LA CONSIGNA ▸
¿Puedes prolongar el texto de más abajo sobre la autoconciencia del capitalismo, empezando justo después de su última oración?

FUENTE ▸
________
Como Irving Kristol y yo escribimos en la introducción a El capitalismo actual:
“Es imposible comprender los importantes cambios que se han producido y se están
produciendo en la sociedad moderna sin tomar cabalmente en cuenta la inquieta
autoconciencia del capitalismo. Esta autoconciencia no es una mera
superestructura ideológica. Es una de las más significativas realidades del
sistema”. Estos cambios son significativos y fundamentales porque afectan a la
naturaleza de la voluntad y al carácter de un pueblo, a la legitimidad y las
justificaciones morales del sistema, es decir, a los elementos que dan
sustentación a la sociedad.
Lo
sorprendente es el surgimiento y caída de las civilizaciones –y ésta fue la base
de la filosofía de la historia del talentoso pensador árabe Ibn Khaldun– es que
las sociedades pasan por fases específicas cuyas transformaciones indican la
decadencia. Son las transformaciones de la simplicidad al lujo (lo que Platón,
quien escribió sobre el tema en el Libro 2 de La República, llamaba el cambio de
la ciudad sana a la ciudad febril), del ascetismo al
hedonismo.
________
DATOS PROPORCIONADOS ▸
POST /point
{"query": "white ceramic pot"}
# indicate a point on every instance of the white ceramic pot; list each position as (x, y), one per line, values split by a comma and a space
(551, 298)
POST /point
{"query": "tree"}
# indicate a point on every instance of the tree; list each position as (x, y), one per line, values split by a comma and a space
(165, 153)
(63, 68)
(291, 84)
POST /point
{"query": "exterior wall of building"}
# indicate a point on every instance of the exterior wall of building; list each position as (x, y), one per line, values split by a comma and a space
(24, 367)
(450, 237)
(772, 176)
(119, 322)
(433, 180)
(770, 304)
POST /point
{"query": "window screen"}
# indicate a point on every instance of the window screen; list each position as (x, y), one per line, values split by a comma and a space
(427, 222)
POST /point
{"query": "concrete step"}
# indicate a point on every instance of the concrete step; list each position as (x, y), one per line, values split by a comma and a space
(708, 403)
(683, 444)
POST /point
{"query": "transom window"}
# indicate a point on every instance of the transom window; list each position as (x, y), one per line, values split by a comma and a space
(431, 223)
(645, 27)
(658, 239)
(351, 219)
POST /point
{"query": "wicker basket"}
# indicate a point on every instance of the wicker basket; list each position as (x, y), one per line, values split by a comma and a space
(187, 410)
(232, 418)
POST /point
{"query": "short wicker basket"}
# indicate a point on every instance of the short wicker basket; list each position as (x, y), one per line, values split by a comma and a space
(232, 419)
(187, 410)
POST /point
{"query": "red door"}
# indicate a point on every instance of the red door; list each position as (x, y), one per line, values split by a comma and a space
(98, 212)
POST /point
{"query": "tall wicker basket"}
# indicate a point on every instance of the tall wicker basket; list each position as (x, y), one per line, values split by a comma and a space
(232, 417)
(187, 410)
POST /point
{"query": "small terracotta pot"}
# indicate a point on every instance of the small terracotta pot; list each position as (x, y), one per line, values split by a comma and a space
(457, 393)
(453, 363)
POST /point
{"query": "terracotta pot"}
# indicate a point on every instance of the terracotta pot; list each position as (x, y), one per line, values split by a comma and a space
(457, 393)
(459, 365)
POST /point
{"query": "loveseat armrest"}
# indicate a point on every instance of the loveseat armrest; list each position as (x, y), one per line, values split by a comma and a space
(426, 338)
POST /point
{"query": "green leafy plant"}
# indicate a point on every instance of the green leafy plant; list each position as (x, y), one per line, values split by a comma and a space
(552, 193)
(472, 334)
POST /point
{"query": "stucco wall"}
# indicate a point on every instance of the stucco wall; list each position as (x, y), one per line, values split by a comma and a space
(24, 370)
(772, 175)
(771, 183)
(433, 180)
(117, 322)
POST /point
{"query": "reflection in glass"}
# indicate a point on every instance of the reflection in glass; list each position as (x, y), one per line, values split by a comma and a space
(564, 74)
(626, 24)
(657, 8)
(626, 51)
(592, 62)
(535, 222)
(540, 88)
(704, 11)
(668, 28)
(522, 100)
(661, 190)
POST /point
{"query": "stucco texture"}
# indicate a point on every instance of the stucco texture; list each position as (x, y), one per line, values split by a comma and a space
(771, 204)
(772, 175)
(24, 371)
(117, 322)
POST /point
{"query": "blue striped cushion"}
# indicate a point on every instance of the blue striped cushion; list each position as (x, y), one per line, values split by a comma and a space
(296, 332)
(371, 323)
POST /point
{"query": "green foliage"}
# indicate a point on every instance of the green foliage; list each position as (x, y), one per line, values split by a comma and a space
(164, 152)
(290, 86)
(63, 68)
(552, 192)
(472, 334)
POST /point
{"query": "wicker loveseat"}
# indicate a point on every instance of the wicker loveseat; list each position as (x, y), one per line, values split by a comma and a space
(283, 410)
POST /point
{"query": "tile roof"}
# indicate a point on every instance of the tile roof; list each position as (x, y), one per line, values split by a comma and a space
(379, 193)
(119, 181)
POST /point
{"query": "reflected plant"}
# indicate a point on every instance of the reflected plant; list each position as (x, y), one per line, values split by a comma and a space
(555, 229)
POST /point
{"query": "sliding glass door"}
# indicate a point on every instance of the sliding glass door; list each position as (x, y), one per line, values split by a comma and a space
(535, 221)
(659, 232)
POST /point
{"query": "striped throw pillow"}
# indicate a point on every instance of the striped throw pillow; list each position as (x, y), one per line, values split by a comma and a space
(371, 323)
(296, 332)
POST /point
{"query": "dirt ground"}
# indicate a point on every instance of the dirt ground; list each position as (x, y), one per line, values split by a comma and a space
________
RESPUESTA ▸
Es
notable que toda fuerza social nueva y en ascenso –sea una nueva religión, una
nueva fuerza militar o un nuevo movimiento revolucionario– comience como un
movimiento ascético. El ascetismo exalta los valores no materiales, el
renunciamiento a los placeres físicos, la sencillez y la abnegación, así como la
disciplina dura y dirigida hacia un fin. Esta disciplina es necesaria para la
movilización de las energías psíquicas y físicas que se requieren para tareas
externas al yo, para la conquista y subordinación del yo a fin de conquistar a
otros. Como señaló Max Weber: “La disciplina adquirida durante las guerras de
religión fue la fuente del carácter invencible de las caballerías islámica y
cromwelliana. Análogamente, el ascetismo interior y la búsqueda disciplinada de
la salvación en una vocación grata a Dios fueron las fuentes de la habilidad
para la adquisición, característica de los puritanos”
(33).
La
disciplina de los antiguos “guerreros de Dios” religiosos se canalizó en la
organización militar y en el combate. Lo históricamente exclusivo del
temperamento puritano fue la devoción de este ascetismo terrenal a una vocación
ocupacional y al trabajo y la acumulación. Sin embargo, la finalidad del
puritano no era primariamente la riqueza. Como observó Weber, el puritano sólo
extraía para sí de esa riqueza la prueba de su salvación (34). Y fue esta
furiosa energía la que construyó una civilización
industrial.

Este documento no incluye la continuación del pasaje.